## [Exercise brief]
All lines from the one with "Task: annotate the tall evergreen tree." through the final line of the records below must be written out exactly, with no other text.

Start of Records shown

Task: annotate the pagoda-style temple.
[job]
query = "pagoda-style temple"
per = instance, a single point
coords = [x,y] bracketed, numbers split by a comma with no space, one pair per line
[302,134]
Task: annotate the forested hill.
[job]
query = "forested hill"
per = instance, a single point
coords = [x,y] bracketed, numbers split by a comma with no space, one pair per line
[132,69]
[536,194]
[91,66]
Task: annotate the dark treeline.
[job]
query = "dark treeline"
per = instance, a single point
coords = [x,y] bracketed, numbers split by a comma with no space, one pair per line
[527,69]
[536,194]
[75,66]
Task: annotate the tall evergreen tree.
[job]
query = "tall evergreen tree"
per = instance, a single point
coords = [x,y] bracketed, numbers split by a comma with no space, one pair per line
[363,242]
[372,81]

End of Records shown

## [Solution for this task]
Task: annotate the tall evergreen tree.
[job]
query = "tall evergreen tree"
per = instance, a single point
coords = [x,y] bracketed, numbers split by a comma with no space, one pair per line
[363,242]
[372,81]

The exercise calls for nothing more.